ENTRIES PROVIDED START

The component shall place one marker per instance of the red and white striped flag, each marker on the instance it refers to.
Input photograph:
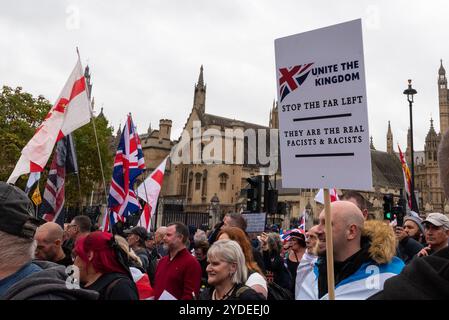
(407, 178)
(332, 193)
(143, 284)
(71, 111)
(149, 192)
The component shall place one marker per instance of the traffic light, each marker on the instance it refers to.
(251, 201)
(388, 207)
(272, 201)
(254, 194)
(399, 212)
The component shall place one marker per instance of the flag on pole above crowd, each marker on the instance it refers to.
(407, 178)
(332, 193)
(64, 162)
(128, 165)
(286, 235)
(149, 192)
(36, 197)
(71, 111)
(32, 180)
(302, 222)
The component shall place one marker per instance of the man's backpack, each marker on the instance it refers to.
(276, 292)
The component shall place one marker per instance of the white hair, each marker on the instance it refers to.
(230, 252)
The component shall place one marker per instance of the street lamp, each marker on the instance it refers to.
(410, 92)
(214, 203)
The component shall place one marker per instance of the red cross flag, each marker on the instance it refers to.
(71, 111)
(149, 192)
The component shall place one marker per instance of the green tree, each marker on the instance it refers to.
(20, 115)
(88, 161)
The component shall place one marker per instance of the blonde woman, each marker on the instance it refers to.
(227, 273)
(139, 276)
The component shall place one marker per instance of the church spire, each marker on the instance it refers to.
(371, 146)
(389, 140)
(199, 98)
(443, 99)
(200, 78)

ENTRIES PROVIDED END

ABOUT THIS TASK:
One line above contains "the red cross". Output that line and each one after it, word for word, and nothing else.

THE COMPLETED TASK:
The component shall place one marker per instance of the red cross flag, each marker on the instance it refers to.
(71, 111)
(149, 192)
The component shall place one marker per instance of the green tree, each marker on the instance it refers to.
(20, 115)
(88, 161)
The component shall place one marker per instance of the blonde woman, each marker on the instance it refers to.
(227, 273)
(139, 276)
The component shall place one marker per instance of the church spire, each marker on the instance it refers to.
(371, 146)
(389, 140)
(199, 98)
(443, 99)
(200, 78)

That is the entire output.